## begin Exercise inputs

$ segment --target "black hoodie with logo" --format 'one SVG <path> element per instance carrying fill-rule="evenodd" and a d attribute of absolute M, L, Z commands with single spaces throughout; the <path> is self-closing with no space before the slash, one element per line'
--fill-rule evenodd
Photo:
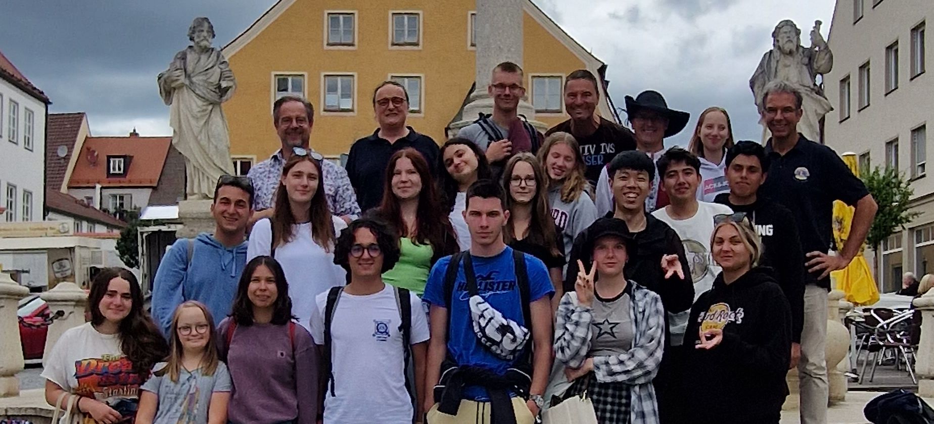
<path fill-rule="evenodd" d="M 700 329 L 723 340 L 697 348 Z M 683 398 L 692 423 L 778 423 L 788 395 L 791 311 L 771 270 L 753 268 L 726 284 L 723 273 L 691 307 L 685 335 Z"/>

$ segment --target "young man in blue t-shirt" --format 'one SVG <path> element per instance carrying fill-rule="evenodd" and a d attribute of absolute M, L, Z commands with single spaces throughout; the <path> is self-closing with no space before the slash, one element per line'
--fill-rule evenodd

## end Exercise inputs

Exercise brief - Copy out every line of the entries above without any change, leaving the pictures out.

Solution -
$ segment --target "black hoodie with logo" --format 'one SVG <path> element per instance carrying fill-rule="evenodd" and a d attribute of absolute M, L, Z commands with single spaces throughout; the <path> is self-closing with no space before the slash, one element per line'
--fill-rule evenodd
Photo:
<path fill-rule="evenodd" d="M 700 329 L 723 340 L 697 348 Z M 683 398 L 692 423 L 778 423 L 788 395 L 791 311 L 771 270 L 753 268 L 726 284 L 723 273 L 691 307 L 685 335 Z"/>

$ segment --target "young man in blue t-shirt" --format 'one SVG <path> element per instance carrying fill-rule="evenodd" and a d attribute of absolute M, L, Z commands with single spaces throughout; the <path> is self-closing with no space before the slash, one element per line'
--fill-rule evenodd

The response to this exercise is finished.